JOB
Give back every entry below word for word, changing nothing.

★ ★ ★ ★ ★

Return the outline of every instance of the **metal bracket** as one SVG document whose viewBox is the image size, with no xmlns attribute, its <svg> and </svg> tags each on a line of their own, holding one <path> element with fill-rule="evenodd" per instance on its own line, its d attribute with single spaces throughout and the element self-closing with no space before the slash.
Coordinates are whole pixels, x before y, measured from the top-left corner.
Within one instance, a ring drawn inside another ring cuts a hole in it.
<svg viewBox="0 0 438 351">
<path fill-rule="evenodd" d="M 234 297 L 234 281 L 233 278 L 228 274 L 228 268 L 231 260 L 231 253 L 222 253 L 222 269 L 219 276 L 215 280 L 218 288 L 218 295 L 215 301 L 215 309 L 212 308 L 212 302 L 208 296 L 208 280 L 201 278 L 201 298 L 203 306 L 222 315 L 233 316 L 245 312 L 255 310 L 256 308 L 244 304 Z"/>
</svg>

★ ★ ★ ★ ★

RESPONSE
Return the outline of every instance of the **metal bracket** as one SVG document whose viewBox is the image size, with no xmlns attribute, its <svg> and </svg> tags each on a line of their own, holding one <path> element with fill-rule="evenodd" per instance on its own line, its d attribute with single spaces throughout and the element self-closing with no space before the slash.
Coordinates are whole pixels, x before y, measured from the top-left corner.
Within one instance, a ring drawn inside another ring cuts a hole in it.
<svg viewBox="0 0 438 351">
<path fill-rule="evenodd" d="M 234 297 L 234 281 L 233 278 L 228 274 L 228 268 L 231 260 L 231 253 L 222 253 L 222 269 L 219 276 L 215 280 L 218 288 L 218 295 L 215 301 L 215 309 L 212 308 L 212 302 L 208 296 L 208 280 L 201 278 L 201 298 L 203 306 L 222 315 L 233 316 L 245 312 L 255 310 L 256 308 L 244 304 Z"/>
</svg>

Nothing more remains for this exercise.